Tasks and exercises:
(A) In the passage on FSA policies for control problems, how far apart are the two end-points between which the cart shuttles loads?
(B) Write out the passage on FSA policies for control problems from "The resulting FSA" up to and including "load unload problem.".
(C) Extend the passage on FSA policies for control problems, beginning right after its final sentence.

Excerpted passage:
FSA for tiger problem
In the one dimensional maze problem, the goal is placed at the right end. Simulations are done using Webots simulator (Michel 2004). A Webots screenshot is given in Fig. 4.
The agent, can move EAST and WEST or it can STOP. The goal state is marked by a darker color. The agent has a single range finder disturbed with a Gaussian noise. We assumed A, B and H are equal to the identity matrix and the sensor and the actuator is disturbed with noises N(0, 0.45) and N(0, 0.25) respectively.
The discount factor is 0.75. Initially E(s0) is 0, and P0 is 0.30. For each horizon the agent preferred moving RIGHT till goal location. Pconverge is 0.233. Since the agent begins at zero, it could reach the goal state for horizon five or higher. Horizon five is the policy convergence horizon for this problem. A sketch of the policy FSA is shown on Fig. 12. For uncertainty levels greater than 0 and less than or equal to 0.233, as the uncertainty level increases, the agent will stop closer towards right, in other words the agent stops closer to the right end.

FSA for one dimensional maze.
In this very challenging problem, the agent acting in a one dimensional maze has a cart that must be driven from an Unload location to a Load location, and then back to Unload. This problem is a simple POMDP with a hidden variable that makes it partially observable (the agent cannot see whether it is loaded or not). If the agent had memory it would remember its latest Load or Unload action, and it would go left or right correspondingly. The agent is a cart designed to shuttle loads back and forth between two end-points on a line of 5 units distance. At the left end we pick up an item from an infinite pile. At the right end, after 4 units, we drop our item. At the left end, before 1 unit, we pick our item. The cart does not have sensors to indicate whether it is loaded or unloaded, but it can determine its position on the line. To act optimally the belief state must encode whether we have an item or not. Actions are simply move WEST, −1 meters, move EAST, +1 unit, LOAD or UNLOAD. Moving in an impossible direction leaves the agent where it is. A reward of +1 is received for picking up when unloaded or putting down when loaded, but only one item can be carried at a time. We assumed H and A are equal to the identity matrix. For actions WEST or EAST, B is the identity matrix, for actions LOAD or UNLOAD, B is zero. The sensor and the actuator are not noisy, so this experiment demonstrates the efficiency of the FSA generation layer only. The discount factor is 0.75. Initially E(s0) is 0, and P0 is 0. P converge is 0.
The resulting FSA is shown on Fig. 13. The policy could reveal the hidden state, whether loaded or unloaded. The previous states kept in FSA provide an implicit memory.

FSA for the load unload problem.
We have applied our algorithm to the well known Cart Pole or Inverted Pendulum Problem. The task is to balance an inverted pendulum hinged to a cart by accelerating and slowing down the cart, as sketched in Fig. 14. If the pole falls the episode ends with a failure and the cart is reset. If the cart moves beyond given limits, the cart is reset with a failure too.

The inverted pendulum problem.
The cart with an inverted pendulum, shown below, is “bumped” with an impulse force, F. We assume that the pendulum does not move more than a few degrees away from the vertical,. For this linearized model, the equilibrium ranges for the pendulum's angle and the cart's position are rewarded by 1, 0 otherwise.

(Stored items from a collection)
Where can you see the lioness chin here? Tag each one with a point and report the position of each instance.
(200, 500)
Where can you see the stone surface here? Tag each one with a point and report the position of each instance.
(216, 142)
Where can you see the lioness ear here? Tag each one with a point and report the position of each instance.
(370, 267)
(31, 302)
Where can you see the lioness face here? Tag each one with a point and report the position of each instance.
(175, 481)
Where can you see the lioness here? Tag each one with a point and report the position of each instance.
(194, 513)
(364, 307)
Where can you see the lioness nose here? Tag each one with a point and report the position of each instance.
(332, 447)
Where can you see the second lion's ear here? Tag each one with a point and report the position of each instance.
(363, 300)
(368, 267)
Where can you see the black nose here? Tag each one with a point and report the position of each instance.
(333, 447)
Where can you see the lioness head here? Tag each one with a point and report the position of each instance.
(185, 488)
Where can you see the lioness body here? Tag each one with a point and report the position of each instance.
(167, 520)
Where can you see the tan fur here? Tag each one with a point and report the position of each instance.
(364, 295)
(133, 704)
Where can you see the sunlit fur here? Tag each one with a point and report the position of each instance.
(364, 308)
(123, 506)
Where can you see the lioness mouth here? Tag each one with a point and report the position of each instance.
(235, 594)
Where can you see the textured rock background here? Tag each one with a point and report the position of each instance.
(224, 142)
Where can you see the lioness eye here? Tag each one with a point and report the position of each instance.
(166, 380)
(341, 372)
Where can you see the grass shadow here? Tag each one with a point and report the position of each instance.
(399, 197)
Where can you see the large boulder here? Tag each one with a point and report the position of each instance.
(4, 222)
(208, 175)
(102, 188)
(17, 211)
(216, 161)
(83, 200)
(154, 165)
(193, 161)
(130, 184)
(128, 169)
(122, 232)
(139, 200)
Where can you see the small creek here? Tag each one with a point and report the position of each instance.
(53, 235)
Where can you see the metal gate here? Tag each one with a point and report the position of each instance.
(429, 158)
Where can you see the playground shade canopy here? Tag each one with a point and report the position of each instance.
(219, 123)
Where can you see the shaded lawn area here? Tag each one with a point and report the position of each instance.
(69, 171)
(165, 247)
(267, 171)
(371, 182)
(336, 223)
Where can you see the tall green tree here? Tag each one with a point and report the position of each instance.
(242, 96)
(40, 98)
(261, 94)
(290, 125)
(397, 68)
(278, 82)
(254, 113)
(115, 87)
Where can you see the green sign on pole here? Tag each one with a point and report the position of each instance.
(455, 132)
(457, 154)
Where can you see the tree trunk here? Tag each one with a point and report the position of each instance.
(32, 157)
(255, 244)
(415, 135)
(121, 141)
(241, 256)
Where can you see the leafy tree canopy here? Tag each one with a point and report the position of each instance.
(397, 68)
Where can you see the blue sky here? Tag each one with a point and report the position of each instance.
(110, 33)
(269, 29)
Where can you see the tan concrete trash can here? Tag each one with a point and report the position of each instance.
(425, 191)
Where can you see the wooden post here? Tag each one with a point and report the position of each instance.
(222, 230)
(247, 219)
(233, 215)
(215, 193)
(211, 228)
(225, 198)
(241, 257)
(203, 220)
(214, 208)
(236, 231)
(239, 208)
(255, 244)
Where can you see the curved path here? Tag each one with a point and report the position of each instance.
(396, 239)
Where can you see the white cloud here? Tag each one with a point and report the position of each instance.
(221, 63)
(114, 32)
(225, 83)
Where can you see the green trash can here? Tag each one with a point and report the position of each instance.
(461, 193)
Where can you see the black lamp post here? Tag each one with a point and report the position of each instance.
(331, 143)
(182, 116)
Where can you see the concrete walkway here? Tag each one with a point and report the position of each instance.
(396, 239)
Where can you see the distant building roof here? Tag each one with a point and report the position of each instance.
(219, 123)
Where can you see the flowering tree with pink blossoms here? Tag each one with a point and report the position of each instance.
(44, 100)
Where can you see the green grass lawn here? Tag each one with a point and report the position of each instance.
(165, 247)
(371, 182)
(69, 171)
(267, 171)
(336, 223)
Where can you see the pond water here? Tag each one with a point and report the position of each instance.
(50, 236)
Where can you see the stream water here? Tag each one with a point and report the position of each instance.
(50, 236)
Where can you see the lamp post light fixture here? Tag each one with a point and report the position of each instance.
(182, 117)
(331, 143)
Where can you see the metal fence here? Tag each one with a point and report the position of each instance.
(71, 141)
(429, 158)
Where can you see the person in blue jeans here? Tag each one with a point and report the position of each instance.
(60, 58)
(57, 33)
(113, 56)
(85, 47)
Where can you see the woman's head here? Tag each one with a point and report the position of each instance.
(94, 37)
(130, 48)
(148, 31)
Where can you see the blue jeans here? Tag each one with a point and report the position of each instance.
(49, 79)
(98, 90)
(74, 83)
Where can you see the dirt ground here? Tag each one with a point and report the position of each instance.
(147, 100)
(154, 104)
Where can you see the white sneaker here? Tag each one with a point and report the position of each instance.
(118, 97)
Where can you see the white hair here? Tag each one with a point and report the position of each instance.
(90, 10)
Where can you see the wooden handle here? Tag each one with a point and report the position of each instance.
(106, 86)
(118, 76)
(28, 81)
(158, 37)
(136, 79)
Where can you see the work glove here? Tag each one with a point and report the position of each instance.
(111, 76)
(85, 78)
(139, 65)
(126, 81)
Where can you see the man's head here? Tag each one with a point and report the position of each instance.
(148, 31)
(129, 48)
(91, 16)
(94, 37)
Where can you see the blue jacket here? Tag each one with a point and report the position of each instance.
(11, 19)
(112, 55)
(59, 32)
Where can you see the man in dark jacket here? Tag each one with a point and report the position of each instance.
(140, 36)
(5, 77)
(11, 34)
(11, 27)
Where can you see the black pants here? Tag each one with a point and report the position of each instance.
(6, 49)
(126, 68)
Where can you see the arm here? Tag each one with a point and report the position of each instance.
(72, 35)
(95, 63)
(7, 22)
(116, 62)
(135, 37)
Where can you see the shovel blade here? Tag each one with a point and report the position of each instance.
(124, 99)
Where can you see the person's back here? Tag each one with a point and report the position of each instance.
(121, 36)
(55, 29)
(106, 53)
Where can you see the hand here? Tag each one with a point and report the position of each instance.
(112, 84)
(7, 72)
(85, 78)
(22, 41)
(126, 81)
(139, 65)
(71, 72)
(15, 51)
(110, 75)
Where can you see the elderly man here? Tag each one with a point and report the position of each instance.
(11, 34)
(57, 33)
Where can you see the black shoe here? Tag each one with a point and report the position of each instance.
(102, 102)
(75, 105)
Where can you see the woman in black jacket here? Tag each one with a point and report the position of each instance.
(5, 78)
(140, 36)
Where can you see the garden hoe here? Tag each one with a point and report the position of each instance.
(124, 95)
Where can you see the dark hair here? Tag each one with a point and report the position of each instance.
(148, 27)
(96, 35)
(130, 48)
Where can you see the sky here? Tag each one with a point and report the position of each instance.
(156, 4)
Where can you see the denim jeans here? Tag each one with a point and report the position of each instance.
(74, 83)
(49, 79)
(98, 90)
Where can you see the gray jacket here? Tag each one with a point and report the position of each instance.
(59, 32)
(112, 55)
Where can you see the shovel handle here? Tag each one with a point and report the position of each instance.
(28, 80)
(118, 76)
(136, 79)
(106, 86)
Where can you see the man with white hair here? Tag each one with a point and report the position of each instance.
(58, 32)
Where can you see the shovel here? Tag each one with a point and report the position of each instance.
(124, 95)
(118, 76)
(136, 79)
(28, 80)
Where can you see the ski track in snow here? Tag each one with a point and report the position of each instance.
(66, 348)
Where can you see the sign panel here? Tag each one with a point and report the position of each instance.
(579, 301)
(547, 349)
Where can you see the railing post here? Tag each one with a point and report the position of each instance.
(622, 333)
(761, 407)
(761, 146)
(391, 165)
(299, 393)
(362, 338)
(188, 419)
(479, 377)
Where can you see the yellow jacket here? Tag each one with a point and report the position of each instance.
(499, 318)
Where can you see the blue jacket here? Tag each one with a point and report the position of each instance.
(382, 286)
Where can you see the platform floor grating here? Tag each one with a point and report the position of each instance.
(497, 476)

Solved problems:
(A) They are 5 units apart on a line.

(B)
The resulting FSA is shown on Fig. 13. The policy could reveal the hidden state, whether loaded or unloaded. The previous states kept in FSA provide an implicit memory.

FSA for the load unload problem.

(C)
For this experiment, cart pole parameters are given in Table 1. Linearized system equations are given in Eq. 32, and Eq. 33, where mathematical derivations are given in (Math Works 1994).
Cart Pole Experiment Parameters
The agent's state estimation,
Finally we get Kalman filter motion model parameters A and B in Eq. 8 as in equations Eq. 37 and Eq. 38 respectively. H in the sensor model given in Eq. 7 is the identity matrix. Actuator noise is Q˜(0, 0.45) × I, and the sensor noise is R˜(0, 0.05) × I. We assume initial belief uncertainty 5.0 × I, which is quite large meaning that the agent is highly uncertain of its location. The discount factor is 0.75.
The agent could keep the pole balanced for more than 900,000 steps. The state estimation errors are segmented into three uncertainty levels. For the highest uncertainty level, one node exists, the Q-values for the two actions are similar. The second level has 38 nodes. For the lowest uncertainty level, there are 116 nodes. 171 is the policy convergence horizon.
The pole balancing algorithm has not been modeled before for the noisy observations and noisy actuator. Although a variation of VAPS algorithm has been applied to this problem for the POMDP case (Peshkin et al. 1999), they have assumed that x and θ are completely known or observable and no noise in the external input. Moreover, they have assumed that the world model is known and discretisation over belief state space is given before the experimentation. If history for x and θ are kept, their derivatives may be found, and all state variables will be revealed making the case a fully observable MDP. They have concluded in the same way and kept history revealing all state variables. Instead of dealing with unexpected noise values in each step of simulation, with simplifying assumptions they have solved problem just by keeping history which amounts to a fully observable MDP. They have reached 500,000 steps of iteration without failure.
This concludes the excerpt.